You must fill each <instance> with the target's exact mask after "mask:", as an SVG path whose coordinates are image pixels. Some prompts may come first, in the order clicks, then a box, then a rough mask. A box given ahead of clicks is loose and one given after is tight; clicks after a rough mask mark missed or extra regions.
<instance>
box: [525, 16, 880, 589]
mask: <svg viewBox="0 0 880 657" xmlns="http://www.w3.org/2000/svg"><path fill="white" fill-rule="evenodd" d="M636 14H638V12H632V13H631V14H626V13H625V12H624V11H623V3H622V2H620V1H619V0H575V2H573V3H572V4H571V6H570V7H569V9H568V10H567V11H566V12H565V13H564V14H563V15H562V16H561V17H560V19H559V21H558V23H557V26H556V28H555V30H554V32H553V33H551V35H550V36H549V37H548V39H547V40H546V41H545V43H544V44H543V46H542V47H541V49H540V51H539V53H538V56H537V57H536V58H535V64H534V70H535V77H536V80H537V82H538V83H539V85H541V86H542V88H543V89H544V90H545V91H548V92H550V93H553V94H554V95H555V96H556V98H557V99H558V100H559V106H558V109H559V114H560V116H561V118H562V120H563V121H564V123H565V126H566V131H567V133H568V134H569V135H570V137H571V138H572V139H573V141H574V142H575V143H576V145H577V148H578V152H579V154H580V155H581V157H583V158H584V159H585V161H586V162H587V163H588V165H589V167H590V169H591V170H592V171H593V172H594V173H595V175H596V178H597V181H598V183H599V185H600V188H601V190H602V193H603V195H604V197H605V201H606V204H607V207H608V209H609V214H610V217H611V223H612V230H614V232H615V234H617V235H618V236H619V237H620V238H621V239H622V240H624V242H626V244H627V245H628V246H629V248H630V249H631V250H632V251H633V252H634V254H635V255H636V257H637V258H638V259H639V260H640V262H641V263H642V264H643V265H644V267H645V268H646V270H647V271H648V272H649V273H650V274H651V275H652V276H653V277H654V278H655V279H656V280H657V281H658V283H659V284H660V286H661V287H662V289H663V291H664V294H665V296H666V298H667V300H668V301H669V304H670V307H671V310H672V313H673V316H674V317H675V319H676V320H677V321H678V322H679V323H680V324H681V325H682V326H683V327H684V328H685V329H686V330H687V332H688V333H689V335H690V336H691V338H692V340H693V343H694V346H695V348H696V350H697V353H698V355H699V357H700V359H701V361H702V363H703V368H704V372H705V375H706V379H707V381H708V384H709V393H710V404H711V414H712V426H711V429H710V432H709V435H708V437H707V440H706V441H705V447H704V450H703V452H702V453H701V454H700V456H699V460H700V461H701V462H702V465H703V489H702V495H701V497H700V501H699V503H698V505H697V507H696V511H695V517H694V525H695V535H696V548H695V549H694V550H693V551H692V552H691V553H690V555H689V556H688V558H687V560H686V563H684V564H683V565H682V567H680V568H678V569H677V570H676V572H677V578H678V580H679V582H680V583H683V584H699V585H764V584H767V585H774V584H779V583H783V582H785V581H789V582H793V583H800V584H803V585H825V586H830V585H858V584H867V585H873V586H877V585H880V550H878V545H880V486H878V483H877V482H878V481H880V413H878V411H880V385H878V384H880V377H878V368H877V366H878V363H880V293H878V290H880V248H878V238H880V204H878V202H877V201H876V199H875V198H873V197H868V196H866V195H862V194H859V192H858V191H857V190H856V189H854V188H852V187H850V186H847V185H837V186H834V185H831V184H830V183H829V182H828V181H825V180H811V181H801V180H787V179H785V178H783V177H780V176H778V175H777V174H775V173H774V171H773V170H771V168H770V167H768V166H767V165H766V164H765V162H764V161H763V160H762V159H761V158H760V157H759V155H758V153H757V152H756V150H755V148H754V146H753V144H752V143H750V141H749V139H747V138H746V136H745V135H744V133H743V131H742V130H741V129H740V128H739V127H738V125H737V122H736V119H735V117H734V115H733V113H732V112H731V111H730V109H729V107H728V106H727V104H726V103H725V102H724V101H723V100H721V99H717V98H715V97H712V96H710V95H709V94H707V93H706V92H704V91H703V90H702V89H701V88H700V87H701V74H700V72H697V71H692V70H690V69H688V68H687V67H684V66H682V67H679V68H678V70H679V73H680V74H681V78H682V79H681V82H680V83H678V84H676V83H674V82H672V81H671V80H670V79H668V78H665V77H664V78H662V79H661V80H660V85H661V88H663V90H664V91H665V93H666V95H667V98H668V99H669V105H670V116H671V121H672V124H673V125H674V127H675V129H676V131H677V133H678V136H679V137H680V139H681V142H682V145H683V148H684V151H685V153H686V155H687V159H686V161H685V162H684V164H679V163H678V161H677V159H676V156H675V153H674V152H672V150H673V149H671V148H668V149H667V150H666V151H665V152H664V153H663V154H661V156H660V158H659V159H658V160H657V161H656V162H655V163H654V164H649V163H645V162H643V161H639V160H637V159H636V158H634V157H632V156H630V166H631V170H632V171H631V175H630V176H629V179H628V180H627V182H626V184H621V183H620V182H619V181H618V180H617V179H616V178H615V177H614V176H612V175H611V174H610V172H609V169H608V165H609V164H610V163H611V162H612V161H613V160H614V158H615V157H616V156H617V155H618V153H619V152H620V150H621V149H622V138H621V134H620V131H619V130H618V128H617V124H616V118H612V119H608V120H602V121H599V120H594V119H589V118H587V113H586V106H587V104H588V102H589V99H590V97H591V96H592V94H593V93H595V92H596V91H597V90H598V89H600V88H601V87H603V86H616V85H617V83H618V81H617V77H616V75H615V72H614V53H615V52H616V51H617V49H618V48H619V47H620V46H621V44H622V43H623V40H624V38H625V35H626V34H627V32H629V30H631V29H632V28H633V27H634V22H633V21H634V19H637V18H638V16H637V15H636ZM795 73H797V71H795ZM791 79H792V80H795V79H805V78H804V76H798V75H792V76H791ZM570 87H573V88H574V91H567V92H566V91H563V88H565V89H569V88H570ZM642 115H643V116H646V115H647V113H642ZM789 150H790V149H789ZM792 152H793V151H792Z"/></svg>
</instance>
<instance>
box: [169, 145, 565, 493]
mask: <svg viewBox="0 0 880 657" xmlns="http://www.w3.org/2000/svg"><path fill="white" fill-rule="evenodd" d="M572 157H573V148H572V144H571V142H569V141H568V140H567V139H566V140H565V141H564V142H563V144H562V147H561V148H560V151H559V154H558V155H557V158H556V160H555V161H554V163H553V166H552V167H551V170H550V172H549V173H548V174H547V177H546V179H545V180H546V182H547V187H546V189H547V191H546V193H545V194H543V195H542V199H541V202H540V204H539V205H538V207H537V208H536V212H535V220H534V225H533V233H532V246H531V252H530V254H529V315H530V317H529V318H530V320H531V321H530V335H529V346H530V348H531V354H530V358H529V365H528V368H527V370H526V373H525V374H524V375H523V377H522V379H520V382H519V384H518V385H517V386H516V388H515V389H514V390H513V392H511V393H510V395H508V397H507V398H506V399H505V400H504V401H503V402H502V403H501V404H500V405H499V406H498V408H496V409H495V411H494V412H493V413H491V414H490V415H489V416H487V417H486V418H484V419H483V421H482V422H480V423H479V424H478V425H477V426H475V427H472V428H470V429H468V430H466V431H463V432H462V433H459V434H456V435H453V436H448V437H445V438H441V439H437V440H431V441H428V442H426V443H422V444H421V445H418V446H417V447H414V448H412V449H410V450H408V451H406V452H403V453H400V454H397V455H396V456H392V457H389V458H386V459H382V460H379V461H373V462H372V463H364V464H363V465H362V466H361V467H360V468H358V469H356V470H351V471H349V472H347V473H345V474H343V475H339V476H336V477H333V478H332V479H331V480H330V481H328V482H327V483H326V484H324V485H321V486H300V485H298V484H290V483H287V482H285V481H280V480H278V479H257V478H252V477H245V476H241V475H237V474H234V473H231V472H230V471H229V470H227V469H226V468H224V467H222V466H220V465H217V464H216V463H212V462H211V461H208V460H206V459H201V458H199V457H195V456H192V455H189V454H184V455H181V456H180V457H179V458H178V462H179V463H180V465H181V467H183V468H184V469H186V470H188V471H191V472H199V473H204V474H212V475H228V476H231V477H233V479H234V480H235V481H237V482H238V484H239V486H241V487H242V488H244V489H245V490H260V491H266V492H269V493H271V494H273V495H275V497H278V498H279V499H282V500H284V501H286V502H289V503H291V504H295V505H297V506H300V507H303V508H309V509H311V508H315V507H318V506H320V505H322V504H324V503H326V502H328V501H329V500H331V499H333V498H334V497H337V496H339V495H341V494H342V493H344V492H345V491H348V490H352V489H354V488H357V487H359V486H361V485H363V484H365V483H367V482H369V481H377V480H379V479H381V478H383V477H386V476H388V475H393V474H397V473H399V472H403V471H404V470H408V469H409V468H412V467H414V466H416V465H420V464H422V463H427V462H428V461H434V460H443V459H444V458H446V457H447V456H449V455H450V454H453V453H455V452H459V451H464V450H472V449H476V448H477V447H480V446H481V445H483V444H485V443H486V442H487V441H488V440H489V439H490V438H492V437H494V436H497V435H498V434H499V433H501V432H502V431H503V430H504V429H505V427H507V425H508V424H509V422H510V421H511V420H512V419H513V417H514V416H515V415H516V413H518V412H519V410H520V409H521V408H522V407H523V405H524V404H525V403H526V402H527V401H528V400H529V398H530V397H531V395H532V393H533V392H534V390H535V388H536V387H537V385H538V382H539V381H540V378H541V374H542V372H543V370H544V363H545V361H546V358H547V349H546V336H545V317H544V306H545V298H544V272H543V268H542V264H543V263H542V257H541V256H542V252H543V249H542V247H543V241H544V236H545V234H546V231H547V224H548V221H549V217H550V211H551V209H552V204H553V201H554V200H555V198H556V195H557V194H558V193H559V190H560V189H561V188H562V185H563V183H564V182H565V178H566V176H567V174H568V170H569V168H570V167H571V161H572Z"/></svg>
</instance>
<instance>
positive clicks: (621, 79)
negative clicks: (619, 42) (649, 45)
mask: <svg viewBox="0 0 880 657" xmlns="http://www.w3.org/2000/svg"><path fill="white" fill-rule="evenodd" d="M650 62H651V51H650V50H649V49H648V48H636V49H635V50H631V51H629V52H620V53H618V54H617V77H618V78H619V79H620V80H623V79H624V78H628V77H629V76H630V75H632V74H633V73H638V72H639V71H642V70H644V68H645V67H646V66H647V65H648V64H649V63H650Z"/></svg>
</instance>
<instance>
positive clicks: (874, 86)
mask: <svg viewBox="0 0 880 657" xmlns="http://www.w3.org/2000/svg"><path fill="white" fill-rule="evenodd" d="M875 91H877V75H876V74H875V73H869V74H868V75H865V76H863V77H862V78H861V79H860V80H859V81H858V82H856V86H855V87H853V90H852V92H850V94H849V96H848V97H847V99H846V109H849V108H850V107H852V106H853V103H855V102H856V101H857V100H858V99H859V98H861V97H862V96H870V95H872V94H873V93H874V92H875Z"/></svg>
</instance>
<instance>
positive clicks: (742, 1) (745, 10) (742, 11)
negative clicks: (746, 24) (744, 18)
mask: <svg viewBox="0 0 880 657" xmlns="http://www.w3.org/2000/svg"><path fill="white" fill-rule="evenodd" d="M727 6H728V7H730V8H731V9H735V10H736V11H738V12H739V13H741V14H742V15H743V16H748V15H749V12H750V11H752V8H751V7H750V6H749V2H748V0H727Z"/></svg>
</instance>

━━━━━━

Reply with every line of the listing that has the string "positive".

positive clicks: (621, 79)
positive clicks: (874, 86)
positive clicks: (742, 1) (745, 10) (742, 11)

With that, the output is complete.